# WORK REQUIRED
Every line of the data below must be output exactly, with images left out.

[Start of section]

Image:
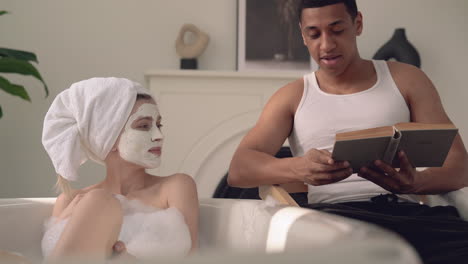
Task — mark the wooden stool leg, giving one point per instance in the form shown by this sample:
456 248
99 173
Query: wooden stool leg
278 193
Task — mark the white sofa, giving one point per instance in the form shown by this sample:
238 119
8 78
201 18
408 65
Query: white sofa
233 230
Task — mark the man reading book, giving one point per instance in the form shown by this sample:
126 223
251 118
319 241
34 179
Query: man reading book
349 93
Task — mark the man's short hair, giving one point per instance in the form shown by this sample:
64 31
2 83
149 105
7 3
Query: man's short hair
351 6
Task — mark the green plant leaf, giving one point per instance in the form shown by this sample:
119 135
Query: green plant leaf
18 54
12 65
14 89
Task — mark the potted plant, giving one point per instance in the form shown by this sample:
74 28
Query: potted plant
18 62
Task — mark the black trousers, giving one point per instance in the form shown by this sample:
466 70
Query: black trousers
437 233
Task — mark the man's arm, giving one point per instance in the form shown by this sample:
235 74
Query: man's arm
254 164
425 107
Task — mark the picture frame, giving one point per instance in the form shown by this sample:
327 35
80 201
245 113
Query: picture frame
269 37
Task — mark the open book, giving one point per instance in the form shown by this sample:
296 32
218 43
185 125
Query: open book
426 145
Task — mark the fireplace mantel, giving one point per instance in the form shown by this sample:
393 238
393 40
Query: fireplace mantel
205 115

[End of section]

# WRITTEN SOLUTION
Image:
Task — mark the wooden stool leg, giving one point per instance in the form shown by this sample:
456 248
99 173
Query: wooden stool leg
278 193
Task — mark the white sofa, giving one point per instance in the form shown by this sample:
238 119
8 78
201 18
408 65
Query: white sofa
233 230
Task — mark the man reading book, giving one point per instance in the form shown by this sample:
126 223
251 118
319 241
34 179
Query: man reading book
349 93
Task — mark the man's short hair, giving one point per instance in the form shown by this sample:
64 31
2 83
149 105
7 3
Query: man's short hair
351 6
Task — mark the green plant leaf, giving one point per instance in the form shown by this sample:
119 135
Query: green plant leaf
18 54
12 65
14 89
Task — mark the potted plant, giving one point per instance in the form shown by this sample:
74 28
Query: potted plant
18 62
Task — mark the black trousers, giving one point per instance in the form shown by this sample:
466 70
Query: black trousers
437 233
Task — mark the man's arm, giving one point per instance in the form shown by this sample:
235 74
Query: man's arm
254 164
425 107
Task — mark the picture frame, giving one point per instance in the form shown by this sample:
327 35
80 201
245 113
Query: picture frame
269 37
Task — mark the open book, giving one point per instance in the form shown by this sample:
296 32
218 43
185 125
Query: open book
426 145
Task — mark the fireplace mantel, giving one point per instance in the form shown by this sample:
393 238
393 40
Query: fireplace mantel
205 115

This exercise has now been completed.